The value of the t-statistic and accompanying degrees-of-freedom (dependent on the actual number of non-missing values) determines the statistical p-value. In general, the t-statistics of M1, M2, M3 are lower than batch corrected (Figs. 8 and S7). The t-statistics indicate a drop in effect size estimations for all imputation strategies (M1, M2, M3). Therefore, even though M2 gives the highest power for post MVI data after batch correction (Fig. 4), the t-statistic distribution is appreciably different between imputed and original data.

The t-test can be divided into 2 components—the numerator is expressed as the difference of means, which is a direct proxy for effect size. The denominator expresses uncertainty on this estimation of effect size and is related to the combined variances amongst samples. By dissecting both the numerator and denominator, it appears that the chief contributor towards reduction in the test-statistic, is due to increased variance due to imputation strategy (Fig. S8).

We considered a more elaborate strategy incorporating both class and batch co-variates. While this strategy did improve the t-statistic distribution, it did not perform as well as M2 in terms of RMSE, gPCA and power.

Imputation methods are no substitute for complete data

In spite of improved performances given more reasonable imputation assumptions, the performance of imputed matrices does not come close to original data without missing values (Figs. 4 and S11). However, we do recognize that we are considering a rather drastic scenario with 50% data loss. However, such high data losses are not unheard of in biological scenarios. In proteomics, 20–30% missing values is usual22. In genomics data, completion is normally higher, although missing values do occur, especially at low abundance levels (this is a form of MNAR). If missing values aggregate mostly at low abundance levels with high coefficient of variances, imputation may not provide satisfactory outcomes. Some normalization strategies e.g. gene fuzzy scoring (GFS) advocate ignoring noise from lower abundance levels due to higher noise23.

Limitations and future work

This work illustrates the importance of batch-sensitization in MVI data processing. We often forget use-case limitations in the design of data processing techniques. Another related example is the necessity for class-sensitization in widely used normalization methods such as quantile normalization24.

Despite the simplicity of our simulations, the results are consistent. We did not perform probabilistic or random value imputation as these methods also can add noise and unpredictability into our models. It will take more simulations for the results to converge, without adding much value.

- - -

> **EXERCISE**
Do these statements agree with the excerpt on missing-value imputation above? For each, answer yes or no and quote the words that decide it. (a) Increased variance from the imputation strategy is the main reason the test-statistic drops. (b) The strategy using both class and batch co-variates beat M2 on RMSE. (c) Random value imputation was among the methods tested.

> **STORED DATA**
- - -

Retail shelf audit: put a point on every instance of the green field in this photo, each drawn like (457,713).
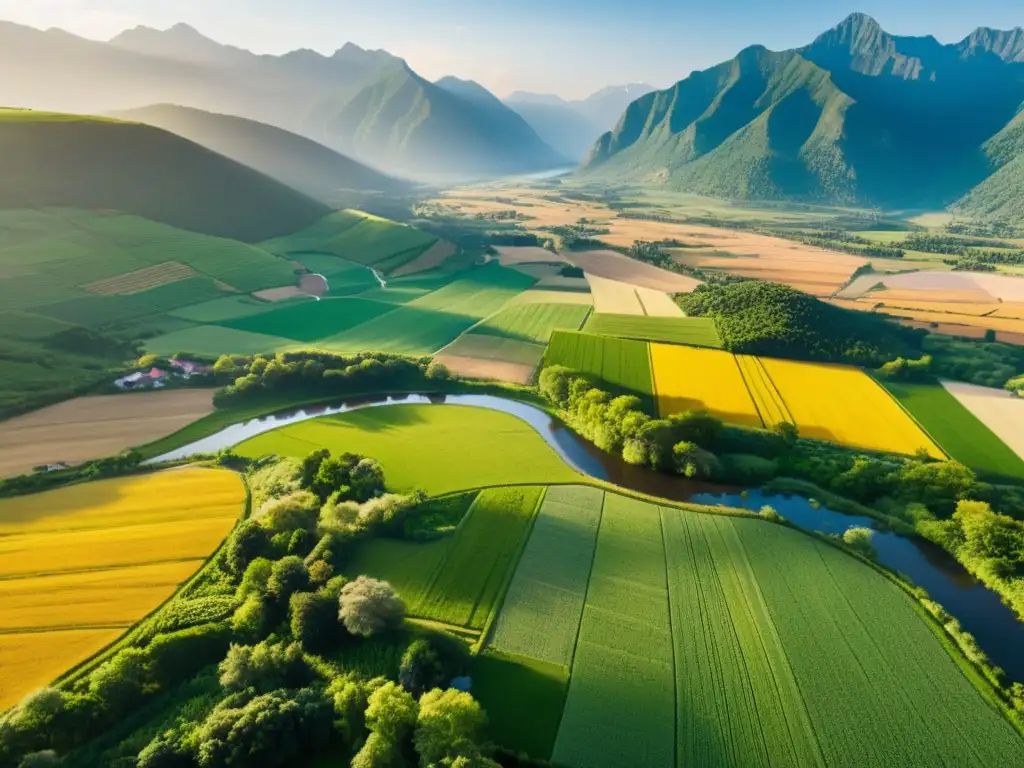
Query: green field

- - -

> **RESPONSE AREA**
(a) Yes: "the chief contributor towards reduction in the test-statistic, is due to increased variance due to imputation strategy"
(b) No: "it did not perform as well as M2 in terms of RMSE, gPCA and power"
(c) No: "We did not perform probabilistic or random value imputation"